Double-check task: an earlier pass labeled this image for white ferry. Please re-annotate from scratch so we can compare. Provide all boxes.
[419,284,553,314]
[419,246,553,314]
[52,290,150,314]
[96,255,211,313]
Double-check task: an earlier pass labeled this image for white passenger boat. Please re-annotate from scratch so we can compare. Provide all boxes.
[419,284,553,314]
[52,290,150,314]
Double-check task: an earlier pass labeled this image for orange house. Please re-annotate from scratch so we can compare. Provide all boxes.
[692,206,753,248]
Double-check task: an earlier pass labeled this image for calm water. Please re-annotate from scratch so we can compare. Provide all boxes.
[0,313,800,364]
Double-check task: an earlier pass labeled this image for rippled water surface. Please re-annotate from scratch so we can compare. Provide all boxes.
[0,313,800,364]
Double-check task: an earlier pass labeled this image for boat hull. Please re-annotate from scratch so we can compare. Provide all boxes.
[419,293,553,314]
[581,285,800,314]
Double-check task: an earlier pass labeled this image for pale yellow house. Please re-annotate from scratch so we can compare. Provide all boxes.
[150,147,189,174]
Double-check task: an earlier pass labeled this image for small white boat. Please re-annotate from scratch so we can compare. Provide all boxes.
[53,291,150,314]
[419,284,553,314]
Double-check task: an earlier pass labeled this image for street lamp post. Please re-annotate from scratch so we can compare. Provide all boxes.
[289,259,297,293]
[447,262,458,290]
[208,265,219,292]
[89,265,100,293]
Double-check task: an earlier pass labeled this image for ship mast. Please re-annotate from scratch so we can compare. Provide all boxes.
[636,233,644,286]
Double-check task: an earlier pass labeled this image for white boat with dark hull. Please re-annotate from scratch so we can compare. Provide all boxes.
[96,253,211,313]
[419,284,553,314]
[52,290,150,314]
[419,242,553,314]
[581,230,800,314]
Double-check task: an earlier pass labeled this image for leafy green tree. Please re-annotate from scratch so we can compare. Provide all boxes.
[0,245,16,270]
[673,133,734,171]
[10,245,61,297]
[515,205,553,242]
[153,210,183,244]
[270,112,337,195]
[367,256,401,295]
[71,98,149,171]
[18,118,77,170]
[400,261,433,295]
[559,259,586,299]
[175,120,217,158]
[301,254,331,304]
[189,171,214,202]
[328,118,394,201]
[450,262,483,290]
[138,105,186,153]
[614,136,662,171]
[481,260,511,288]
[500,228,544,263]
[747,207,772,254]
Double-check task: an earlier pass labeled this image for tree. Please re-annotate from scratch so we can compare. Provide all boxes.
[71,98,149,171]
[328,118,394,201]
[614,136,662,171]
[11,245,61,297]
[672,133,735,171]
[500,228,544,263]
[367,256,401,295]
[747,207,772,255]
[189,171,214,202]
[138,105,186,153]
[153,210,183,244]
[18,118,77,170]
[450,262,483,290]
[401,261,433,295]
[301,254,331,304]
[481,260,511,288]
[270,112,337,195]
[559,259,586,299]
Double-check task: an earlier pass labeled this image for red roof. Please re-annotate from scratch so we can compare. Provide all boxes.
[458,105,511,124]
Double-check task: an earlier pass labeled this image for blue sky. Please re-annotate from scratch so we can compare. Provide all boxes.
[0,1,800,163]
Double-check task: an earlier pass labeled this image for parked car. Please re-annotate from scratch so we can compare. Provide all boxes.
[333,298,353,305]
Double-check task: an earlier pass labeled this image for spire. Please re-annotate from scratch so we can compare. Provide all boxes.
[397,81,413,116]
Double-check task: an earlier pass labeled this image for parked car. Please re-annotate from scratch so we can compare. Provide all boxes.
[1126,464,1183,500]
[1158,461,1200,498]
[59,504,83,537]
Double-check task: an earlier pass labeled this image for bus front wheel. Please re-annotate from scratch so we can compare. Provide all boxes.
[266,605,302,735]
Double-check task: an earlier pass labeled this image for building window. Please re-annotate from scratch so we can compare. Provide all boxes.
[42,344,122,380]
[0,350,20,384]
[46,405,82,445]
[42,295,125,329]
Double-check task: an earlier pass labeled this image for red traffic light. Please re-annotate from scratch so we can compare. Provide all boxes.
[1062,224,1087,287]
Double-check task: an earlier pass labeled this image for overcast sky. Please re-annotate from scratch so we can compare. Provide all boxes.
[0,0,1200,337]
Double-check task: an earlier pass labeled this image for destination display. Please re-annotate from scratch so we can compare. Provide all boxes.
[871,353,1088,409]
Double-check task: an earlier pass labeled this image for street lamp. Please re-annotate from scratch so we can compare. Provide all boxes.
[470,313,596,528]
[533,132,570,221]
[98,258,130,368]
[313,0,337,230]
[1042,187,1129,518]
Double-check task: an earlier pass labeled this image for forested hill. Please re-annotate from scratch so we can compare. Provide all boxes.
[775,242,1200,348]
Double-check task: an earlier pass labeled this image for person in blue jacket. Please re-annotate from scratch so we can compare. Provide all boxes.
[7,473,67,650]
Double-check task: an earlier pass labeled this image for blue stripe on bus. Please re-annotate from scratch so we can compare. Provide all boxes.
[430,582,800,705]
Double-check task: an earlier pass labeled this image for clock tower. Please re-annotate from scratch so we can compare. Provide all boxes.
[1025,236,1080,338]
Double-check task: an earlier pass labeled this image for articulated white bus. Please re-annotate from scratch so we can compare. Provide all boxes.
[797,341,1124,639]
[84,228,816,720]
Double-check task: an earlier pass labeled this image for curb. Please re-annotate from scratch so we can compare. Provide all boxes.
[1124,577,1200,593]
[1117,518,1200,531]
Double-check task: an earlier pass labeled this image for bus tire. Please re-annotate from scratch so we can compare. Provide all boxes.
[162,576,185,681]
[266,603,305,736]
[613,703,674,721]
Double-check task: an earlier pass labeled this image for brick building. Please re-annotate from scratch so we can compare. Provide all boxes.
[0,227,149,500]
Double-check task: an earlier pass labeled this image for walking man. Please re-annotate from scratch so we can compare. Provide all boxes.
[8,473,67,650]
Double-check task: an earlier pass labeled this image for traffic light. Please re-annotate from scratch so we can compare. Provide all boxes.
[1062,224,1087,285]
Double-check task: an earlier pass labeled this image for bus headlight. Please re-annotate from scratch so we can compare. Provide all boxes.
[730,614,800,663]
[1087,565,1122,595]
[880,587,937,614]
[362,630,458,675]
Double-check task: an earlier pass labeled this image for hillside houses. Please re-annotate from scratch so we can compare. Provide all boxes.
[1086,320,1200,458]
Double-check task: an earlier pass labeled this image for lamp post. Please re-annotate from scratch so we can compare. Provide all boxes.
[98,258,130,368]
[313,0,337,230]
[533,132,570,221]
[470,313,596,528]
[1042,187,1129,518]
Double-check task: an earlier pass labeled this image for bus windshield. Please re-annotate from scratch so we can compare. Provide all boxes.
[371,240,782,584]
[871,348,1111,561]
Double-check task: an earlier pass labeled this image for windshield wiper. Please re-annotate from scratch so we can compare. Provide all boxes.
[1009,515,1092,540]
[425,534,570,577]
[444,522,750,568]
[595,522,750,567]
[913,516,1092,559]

**GOAL OF THE EXERCISE:** Copy out each of the items above word for word, in the same order, without leaving any out.

**RESULT OF THE EXERCISE:**
Double-check task: an earlier pass labeled this image for white ferry. Please re-annotate from scratch so we can compare. Provide all boxes.
[419,284,553,314]
[419,246,553,314]
[52,290,150,314]
[96,255,211,313]
Double-check task: an earlier pass labeled this image for white passenger boat. Please re-annotate from scratch so we can compare. Provide all boxes.
[419,284,553,314]
[52,290,150,314]
Double-check task: an earlier pass labeled this image for orange house. Please re-annotate from scratch so we can compare. Provide all boxes.
[692,206,753,248]
Double-check task: an earlier pass labeled this image for calm water. Please re-annotate from scratch so we can compare. Provide all boxes.
[0,313,800,364]
Double-check task: an earlier pass labeled this image for rippled water surface. Please re-annotate from scratch so we can compare. Provide all boxes.
[0,313,800,364]
Double-check task: an earlier pass labeled this image for boat hull. Please re-annotate from scratch so we can compare. Provide all boxes.
[419,293,553,314]
[581,285,800,314]
Double-check task: an earlier pass labeled this image for pale yellow house. Please re-annotate from scratch so we can compare. Provide all boxes.
[150,147,189,174]
Double-check task: an earlier pass labeled this image for small white boat. Please re-annotate from scratch so we can compare. Provide all boxes.
[53,291,150,314]
[419,284,553,314]
Double-check task: an earlier pass labeled this image for street lamp post. Please re-annotate from scratch so we can compare. Provide all boxes.
[289,259,297,293]
[447,262,458,290]
[208,265,219,292]
[89,265,100,293]
Double-check task: an earlier pass labeled this image for ship mast. Please re-annotate from scratch so we can compare. Provide all boxes.
[636,233,644,286]
Double-check task: an earlier pass labeled this image for white boat with dark hull. Please re-annotate from scratch so we can compare. Provide all boxes.
[96,253,211,313]
[419,284,553,314]
[52,290,150,314]
[419,242,553,314]
[581,230,800,314]
Double-check task: an earlier pass labeled this image for leafy green tree. Please re-annotate from scratch so we can compare. Provide all boxes.
[0,245,16,270]
[673,133,734,171]
[10,245,61,297]
[515,205,553,242]
[153,210,183,244]
[270,112,337,195]
[367,256,401,295]
[71,98,149,171]
[18,118,77,170]
[400,261,433,295]
[559,259,586,299]
[175,120,217,158]
[301,254,331,304]
[189,171,214,202]
[328,118,394,201]
[450,262,483,290]
[138,105,186,153]
[614,136,662,171]
[481,260,511,288]
[500,228,544,263]
[747,207,772,254]
Double-check task: an earlier pass labeled this image for tree. Please re-annotate from scratch so we can compare. Provide all boxes.
[71,98,149,171]
[328,118,394,201]
[614,136,662,171]
[11,245,61,297]
[672,133,735,171]
[500,228,544,263]
[367,256,401,295]
[747,207,772,255]
[189,171,214,202]
[138,105,186,153]
[153,210,183,244]
[18,118,77,170]
[450,262,483,290]
[401,261,433,295]
[301,254,331,304]
[481,260,511,288]
[270,112,337,195]
[559,259,586,299]
Double-check task: an earlier pass labeled this image for red roof. Please re-annotate from scratch so we can compare. Provide all boxes.
[458,105,511,124]
Double-check task: an earlier pass labeled this image for blue sky. Please re-annotate from scratch so we can compare. Provide all boxes.
[0,1,800,163]
Double-check task: an earlier pass labeled this image for parked car. Please re-annotate from scratch so we can compare. Provide all boxes.
[333,298,353,305]
Double-check task: an earlier pass labeled this image for spire. Please re-annotate from scratch so we can compare. Provide all boxes.
[397,81,413,116]
Double-check task: an earlier pass labeled this image for parked car. Please re-annotate from scratch so we can compare. Provide all boxes.
[1126,464,1183,500]
[1158,461,1200,498]
[59,504,83,537]
Double-check task: an earlier pass labeled this image for bus front wheel. Please re-annotate from scratch so we can compare. Provide all boxes.
[266,605,302,735]
Double-check task: an earlier pass labeled this image for building window. Please re-annotate from scratch so we can compare. Provide all boxes.
[42,344,122,380]
[0,350,20,384]
[46,405,82,445]
[42,295,125,329]
Double-check task: an earlier pass labeled this image for red traffic light. Please re-annotate from scratch so we can compare. Provide all boxes.
[1062,224,1087,287]
Double-check task: an earlier pass labeled this image for overcast sky. Please re-annotate from scratch so we can compare. Provide all boxes.
[0,0,1200,337]
Double-check task: an earlier pass labeled this image for destination display. Please re-annotate from scratch so we can compare. Provide all boxes.
[871,353,1088,409]
Double-check task: an earlier pass labeled this image for street lamp. Please re-annotate from scratch so we can compare. Provide all boxes.
[470,313,596,528]
[533,132,570,221]
[98,258,130,368]
[313,0,337,230]
[1042,187,1129,518]
Double-check task: an earlier pass labeled this image for forested hill. Please re-annotate from scratch so we can compare. Provide all boxes.
[775,242,1200,348]
Double-check task: an earlier pass labeled this image for person in blue jacket. Please re-annotate from scratch so we can compare. Provide all boxes.
[7,473,67,650]
Double-check task: an earlier pass labeled this image for blue stripe on bus. Please re-annotate from scratch so we can compare. Provide all boxes.
[430,582,800,705]
Double-check task: an earlier pass labeled this image for clock tower. Please re-annotate from scratch so we can compare. Provide all boxes.
[1025,236,1080,338]
Double-check task: an earlier pass labeled this image for articulated white bus. Please re-annotate from scratch so we can compare. Provide all boxes.
[797,341,1124,639]
[84,228,816,720]
Double-check task: an earlier pass labeled this image for curb. Please re-annotate from scratch so we can compare. Provide all boxes.
[1124,577,1200,593]
[1117,518,1200,531]
Double-check task: an earlier pass labeled this image for bus tire. Please re-annotate from scratch so we can compare. Provide all boxes.
[162,576,185,681]
[266,603,305,736]
[613,703,674,721]
Double-check task: an earlier pass labeled this image for brick building. Please re-annotate from scratch so we can compare. Provide all boxes.
[0,227,149,500]
Double-check task: an earlier pass labeled this image for walking man. Please re-annotate from scratch so we can compare. Provide all boxes.
[8,473,67,650]
Double-check task: an earlier pass labeled this image for traffic light. Please re-annotate from scratch so we can compare. Provide all boxes.
[1062,224,1087,285]
Double-check task: an earlier pass labeled this image for bus headlight. Please re-annotate from scratch so we can compare. Provide all boxes.
[730,614,800,663]
[1087,565,1122,595]
[880,587,937,614]
[362,630,458,675]
Double-check task: an earlier pass labeled this image for hillside houses. Please re-annotate from scratch so we can compare. Provide all boxes.
[1086,320,1200,458]
Double-check task: an earlier pass labeled this image for lamp post. Please re-annotate from scratch so we can compare. Provide all boxes.
[98,258,130,368]
[313,0,337,230]
[533,132,570,221]
[470,313,596,528]
[1042,187,1129,518]
Double-check task: an earlier pass labeled this image for bus windshield. Please re-annotate from scratch so we can compare. Provide all boxes.
[371,240,782,584]
[871,348,1111,561]
Double-check task: an earlier pass labeled this image for windshield wiper. Please re-annotate from scratch so we can compare. Provide all boxes.
[1009,515,1092,540]
[425,534,570,577]
[444,522,750,568]
[595,522,750,567]
[913,516,1092,559]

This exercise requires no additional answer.